Māori powerhouses - Spaces NZ
Māori powerhouses

Māori powerhouses

In Aotearoa, iwi groups are having a greater role in how the direction of contemporary architecture is being expressed. Here, Hugh Tennent, of Wellington practice Tennent Brown Architects, talks about designing educational projects for iwi around the North Island.

Words by ArchiPro Editorial Team

In Aotearoa, iwi groups are having a greater role in how the direction of contemporary architecture is being expressed. Here, Hugh Tennent, of Wellington practice Tennent Brown Architects, talks about designing educational projects for iwi around the North Island.

Greater wealth among iwi throughout the country and a growing trend towards people learning te Reo (Maori language) and gaining a better understanding of Maori culture is resulting in the development of new types of educational projects. 

In designing these projects, it is worth bearing in mind that the Māori approach is fundamentally different than the contemporary Western approach to designing buildings. Māori has traditionally designed its marae to incorporate a protocol and spatial sequencing for entering the wharenui (the meeting house), while its structural elements have a direct relationship with parts of the human body, to the iwi’s ancestral links and the place it occupies, and each building also has its own wairua (spirit) identity.

“In Te Ao Māori, there is tikanga around how people come together, how their people and visitors come onto the marae, with the inclusion of spaces for pōwhiri, mihi and whakatau. But Māori projects are essentially all about kaitiakitanga (guardianship) – it’s a values-led and sustainable architecture,” suggests Hugh Tennent, co-founding director of Tennent Brown Architects.

More than a decade ago, Wellington practice Tennent Brown Architects embarked on a journey to understand Te Ao Māori (the Māori world) while designing a range of educational projects around the North Island.

The concept for Tennent Brown’s latest educational building at Te Wānanga o Raukawa in Ōtaki relates to Māori cosmology and local history.

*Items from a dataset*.
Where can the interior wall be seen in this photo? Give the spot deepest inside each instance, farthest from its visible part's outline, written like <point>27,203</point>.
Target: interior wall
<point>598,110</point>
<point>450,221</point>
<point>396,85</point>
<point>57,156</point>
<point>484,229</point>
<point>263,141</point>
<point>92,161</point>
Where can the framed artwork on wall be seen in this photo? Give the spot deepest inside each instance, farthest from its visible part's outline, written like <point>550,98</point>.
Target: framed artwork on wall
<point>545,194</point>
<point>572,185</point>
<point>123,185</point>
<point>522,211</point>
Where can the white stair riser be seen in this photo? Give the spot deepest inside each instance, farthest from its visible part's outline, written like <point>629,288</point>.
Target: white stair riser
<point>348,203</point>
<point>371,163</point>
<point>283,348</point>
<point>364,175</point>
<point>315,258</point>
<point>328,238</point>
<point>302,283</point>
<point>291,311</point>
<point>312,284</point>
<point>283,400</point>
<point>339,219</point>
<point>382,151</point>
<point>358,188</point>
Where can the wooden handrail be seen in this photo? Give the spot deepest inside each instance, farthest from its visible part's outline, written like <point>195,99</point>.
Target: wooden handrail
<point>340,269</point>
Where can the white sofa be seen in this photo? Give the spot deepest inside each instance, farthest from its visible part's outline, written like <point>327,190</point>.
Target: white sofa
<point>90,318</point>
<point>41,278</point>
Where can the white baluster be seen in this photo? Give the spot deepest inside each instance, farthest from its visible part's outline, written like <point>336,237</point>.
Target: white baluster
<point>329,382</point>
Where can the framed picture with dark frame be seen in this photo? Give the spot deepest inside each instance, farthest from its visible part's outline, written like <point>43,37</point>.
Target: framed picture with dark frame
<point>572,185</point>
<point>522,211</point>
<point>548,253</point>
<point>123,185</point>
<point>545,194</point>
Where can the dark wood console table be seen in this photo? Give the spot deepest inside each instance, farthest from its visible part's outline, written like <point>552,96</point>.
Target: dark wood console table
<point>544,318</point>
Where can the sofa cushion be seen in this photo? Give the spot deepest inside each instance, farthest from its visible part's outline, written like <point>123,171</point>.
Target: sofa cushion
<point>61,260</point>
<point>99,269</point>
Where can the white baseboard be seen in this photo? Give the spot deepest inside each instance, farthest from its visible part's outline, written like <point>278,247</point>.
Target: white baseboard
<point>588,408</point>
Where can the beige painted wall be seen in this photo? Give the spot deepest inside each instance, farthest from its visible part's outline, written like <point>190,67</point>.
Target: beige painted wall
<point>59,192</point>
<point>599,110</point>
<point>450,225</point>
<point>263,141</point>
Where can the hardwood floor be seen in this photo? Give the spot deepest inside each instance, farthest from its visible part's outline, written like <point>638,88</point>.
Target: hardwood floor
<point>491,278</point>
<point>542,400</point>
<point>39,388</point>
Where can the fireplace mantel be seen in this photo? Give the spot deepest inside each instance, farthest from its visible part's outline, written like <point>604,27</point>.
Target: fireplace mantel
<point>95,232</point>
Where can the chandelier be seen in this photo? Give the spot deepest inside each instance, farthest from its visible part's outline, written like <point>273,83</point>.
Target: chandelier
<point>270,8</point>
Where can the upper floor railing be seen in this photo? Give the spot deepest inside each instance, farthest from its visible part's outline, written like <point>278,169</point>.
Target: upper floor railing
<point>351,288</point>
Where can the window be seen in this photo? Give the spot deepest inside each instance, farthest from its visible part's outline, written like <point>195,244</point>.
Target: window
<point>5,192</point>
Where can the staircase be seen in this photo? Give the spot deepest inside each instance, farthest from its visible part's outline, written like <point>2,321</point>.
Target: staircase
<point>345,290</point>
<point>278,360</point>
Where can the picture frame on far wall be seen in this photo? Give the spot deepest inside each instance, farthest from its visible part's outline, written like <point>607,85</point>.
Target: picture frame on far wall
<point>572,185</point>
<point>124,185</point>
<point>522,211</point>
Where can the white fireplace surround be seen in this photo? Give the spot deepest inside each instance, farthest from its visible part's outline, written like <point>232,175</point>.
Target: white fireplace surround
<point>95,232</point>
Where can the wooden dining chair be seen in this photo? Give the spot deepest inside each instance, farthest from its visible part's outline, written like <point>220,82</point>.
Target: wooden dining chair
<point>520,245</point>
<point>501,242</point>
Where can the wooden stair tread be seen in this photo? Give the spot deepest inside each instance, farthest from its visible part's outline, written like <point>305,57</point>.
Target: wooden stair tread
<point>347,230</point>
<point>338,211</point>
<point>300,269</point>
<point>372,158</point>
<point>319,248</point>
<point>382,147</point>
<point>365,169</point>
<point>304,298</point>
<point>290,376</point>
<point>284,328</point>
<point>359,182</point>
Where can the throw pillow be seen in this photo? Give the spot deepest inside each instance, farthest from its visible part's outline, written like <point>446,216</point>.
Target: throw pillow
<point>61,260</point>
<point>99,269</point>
* * *
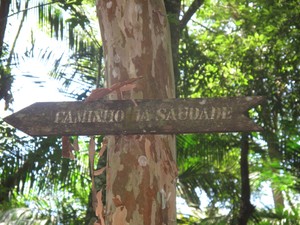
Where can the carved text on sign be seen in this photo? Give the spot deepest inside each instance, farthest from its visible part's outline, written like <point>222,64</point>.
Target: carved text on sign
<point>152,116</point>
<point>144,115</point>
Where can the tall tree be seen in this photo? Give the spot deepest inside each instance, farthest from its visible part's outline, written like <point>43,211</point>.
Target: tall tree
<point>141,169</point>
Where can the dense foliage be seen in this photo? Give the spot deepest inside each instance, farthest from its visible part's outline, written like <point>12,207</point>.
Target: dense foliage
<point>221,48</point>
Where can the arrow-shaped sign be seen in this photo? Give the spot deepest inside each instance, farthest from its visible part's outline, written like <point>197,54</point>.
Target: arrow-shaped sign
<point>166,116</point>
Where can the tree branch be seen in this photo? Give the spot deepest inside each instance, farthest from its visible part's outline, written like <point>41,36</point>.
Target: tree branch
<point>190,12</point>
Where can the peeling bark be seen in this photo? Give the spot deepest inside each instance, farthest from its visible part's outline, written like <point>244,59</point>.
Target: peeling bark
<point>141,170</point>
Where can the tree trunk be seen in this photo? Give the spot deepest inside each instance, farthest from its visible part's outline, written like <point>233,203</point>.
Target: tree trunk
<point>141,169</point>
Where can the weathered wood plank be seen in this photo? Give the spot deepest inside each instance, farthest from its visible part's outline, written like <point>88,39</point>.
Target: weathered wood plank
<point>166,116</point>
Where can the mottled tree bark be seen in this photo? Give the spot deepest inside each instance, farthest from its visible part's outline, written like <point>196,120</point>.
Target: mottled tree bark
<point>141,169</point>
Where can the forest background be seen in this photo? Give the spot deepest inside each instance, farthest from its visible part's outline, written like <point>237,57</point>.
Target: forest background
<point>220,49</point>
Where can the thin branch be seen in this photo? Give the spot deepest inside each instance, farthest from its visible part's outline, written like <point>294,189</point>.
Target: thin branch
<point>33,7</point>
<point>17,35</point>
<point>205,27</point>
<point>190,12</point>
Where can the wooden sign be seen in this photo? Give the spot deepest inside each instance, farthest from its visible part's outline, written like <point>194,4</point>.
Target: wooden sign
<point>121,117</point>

*EXERCISE DESCRIPTION*.
In the Māori powerhouses article, where is Tennent Brown's latest educational building located? The records are not needed here.

*CORRECT OUTPUT*.
At Te Wānanga o Raukawa in Ōtaki.